#### Direction 1:
In the article about the inquest, copy the passage exactly, starting with "Emily Atack‘s ex" and going on through "later this year.".
#### Direction 2:
According to the article about the inquest, where was the inquest formally opened?
#### Direction 3:
Pick up the article about the inquest where it stops and carry it further.

#### Excerpt provided:
※

Emily Atack’s model and tattoo artist ex-boyfriend, Charlie Edwards, was found dead in his tattoo studio in March, an inquest into his death has uncovered.

Emily Atack‘s ex boyfriend Charlie Edwards was found dead in a tattoo studio on March 24, an inquest has heard.

The former partner of the Rivals actress was found at the shop on Wilton Road, Humberston. An inquest into his death was formally opened at Grimsby Town Hall today. Jane Eatock, the Assistant Coroner for Greater Lincolnshire, said the self-employed tattoo artist was discovered at a studio but the cause of death was ‘yet to be determined’. She opened and adjourned the inquest to a date in September later this year.

Emily previously paid tribute to Charlie in March with a heartfelt post on social media in which she described him as “funny, smart, talented and caring.” Alongside an image of the star with her ex, Emily shared: “This is devastating to write. Charlie you were my friend. You were always there for me. You dropped everything so many times to come and be with me.

※

#### Data excerpts:

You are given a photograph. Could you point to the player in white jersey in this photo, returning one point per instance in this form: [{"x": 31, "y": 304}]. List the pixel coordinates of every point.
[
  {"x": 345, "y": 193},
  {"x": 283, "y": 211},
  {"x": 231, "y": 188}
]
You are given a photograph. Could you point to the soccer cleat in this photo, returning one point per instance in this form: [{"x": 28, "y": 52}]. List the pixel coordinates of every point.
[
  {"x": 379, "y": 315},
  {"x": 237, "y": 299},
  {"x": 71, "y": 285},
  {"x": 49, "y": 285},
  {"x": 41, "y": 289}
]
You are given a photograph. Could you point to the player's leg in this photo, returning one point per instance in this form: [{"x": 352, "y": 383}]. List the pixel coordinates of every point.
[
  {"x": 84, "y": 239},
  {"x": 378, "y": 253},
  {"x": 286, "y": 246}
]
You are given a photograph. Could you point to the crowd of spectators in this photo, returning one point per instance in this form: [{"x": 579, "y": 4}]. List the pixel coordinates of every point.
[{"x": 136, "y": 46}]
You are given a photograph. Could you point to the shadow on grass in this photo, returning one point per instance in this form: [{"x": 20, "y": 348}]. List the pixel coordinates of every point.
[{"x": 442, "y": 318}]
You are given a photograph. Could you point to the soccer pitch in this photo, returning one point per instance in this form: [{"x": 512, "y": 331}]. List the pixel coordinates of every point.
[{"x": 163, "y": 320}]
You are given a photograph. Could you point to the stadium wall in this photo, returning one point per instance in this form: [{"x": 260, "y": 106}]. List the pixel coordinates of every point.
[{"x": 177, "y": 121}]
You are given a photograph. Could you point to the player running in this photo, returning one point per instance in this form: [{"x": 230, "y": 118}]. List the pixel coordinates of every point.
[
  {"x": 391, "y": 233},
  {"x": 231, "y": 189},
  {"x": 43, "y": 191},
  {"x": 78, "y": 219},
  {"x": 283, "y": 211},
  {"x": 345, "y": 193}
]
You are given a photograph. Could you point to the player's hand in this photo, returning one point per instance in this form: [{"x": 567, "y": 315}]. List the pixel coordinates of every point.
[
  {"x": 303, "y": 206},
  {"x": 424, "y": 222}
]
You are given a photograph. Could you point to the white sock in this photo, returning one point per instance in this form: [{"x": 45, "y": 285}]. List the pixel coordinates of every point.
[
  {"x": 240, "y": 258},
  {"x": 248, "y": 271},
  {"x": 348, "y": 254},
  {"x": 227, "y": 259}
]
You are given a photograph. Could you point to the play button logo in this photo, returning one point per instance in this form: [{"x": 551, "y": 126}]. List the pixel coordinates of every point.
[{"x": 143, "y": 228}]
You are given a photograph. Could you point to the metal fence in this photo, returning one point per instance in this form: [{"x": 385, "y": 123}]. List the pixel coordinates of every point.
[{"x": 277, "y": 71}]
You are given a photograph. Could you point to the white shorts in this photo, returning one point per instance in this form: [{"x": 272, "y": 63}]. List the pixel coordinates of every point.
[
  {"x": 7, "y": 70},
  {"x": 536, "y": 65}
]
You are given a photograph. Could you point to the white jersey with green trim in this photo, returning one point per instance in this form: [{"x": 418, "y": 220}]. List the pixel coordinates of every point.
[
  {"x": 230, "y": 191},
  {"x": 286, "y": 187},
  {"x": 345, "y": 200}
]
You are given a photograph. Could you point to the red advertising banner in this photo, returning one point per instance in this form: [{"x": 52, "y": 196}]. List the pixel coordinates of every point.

※

#### Exercise output 1:
Emily Atack‘s ex boyfriend Charlie Edwards was found dead in a tattoo studio on March 24, an inquest has heard.

The former partner of the Rivals actress was found at the shop on Wilton Road, Humberston. An inquest into his death was formally opened at Grimsby Town Hall today. Jane Eatock, the Assistant Coroner for Greater Lincolnshire, said the self-employed tattoo artist was discovered at a studio but the cause of death was ‘yet to be determined’. She opened and adjourned the inquest to a date in September later this year.

#### Exercise output 2:
At Grimsby Town Hall.

#### Exercise output 3:
“We talked for hours on end on the phone about absolutely everything. We helped each other. You were funny, so smart, so talented and caring. I can only hope and pray that you have found some peace.”

She added that she had a beautiful soul as she paid her respects to his family: “My heart breaks for your family who will forever be so proud of you. Beautiful boy, beautiful soul. I’m so so sorry. Rest in peace Charlie.”

Emily and Charlie are said to have dated for three months in 2021, and were snapped kissing by paps during this period. Their relationship was reported to have ended due to her busy schedule.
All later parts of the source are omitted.